- _Description of the task_
Update the listing below by replacing every "pixel coordinates" with "image coordinates" and leaving all other text unchanged. Omit the pictures from your answer.

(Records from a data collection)
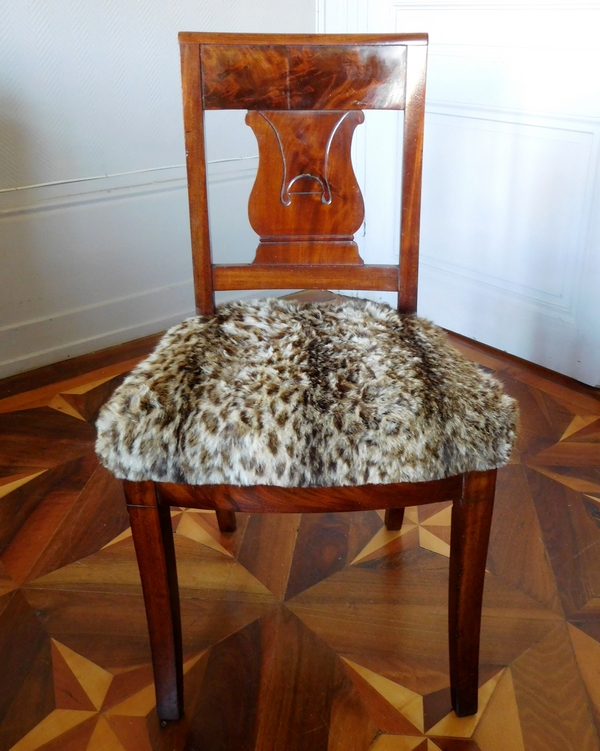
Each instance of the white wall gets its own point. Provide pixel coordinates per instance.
(510, 241)
(94, 239)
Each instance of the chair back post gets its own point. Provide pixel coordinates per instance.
(193, 118)
(411, 170)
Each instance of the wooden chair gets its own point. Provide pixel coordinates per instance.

- _The output_
Each instance of the white wall gets its own point. Provide image coordinates per instance.
(510, 241)
(94, 239)
Each instance of the chair back post gets its own point. Provide image coordinates per instance.
(193, 118)
(411, 170)
Each instance of the wooden chair gets its own point. Provide image coordinates per instance.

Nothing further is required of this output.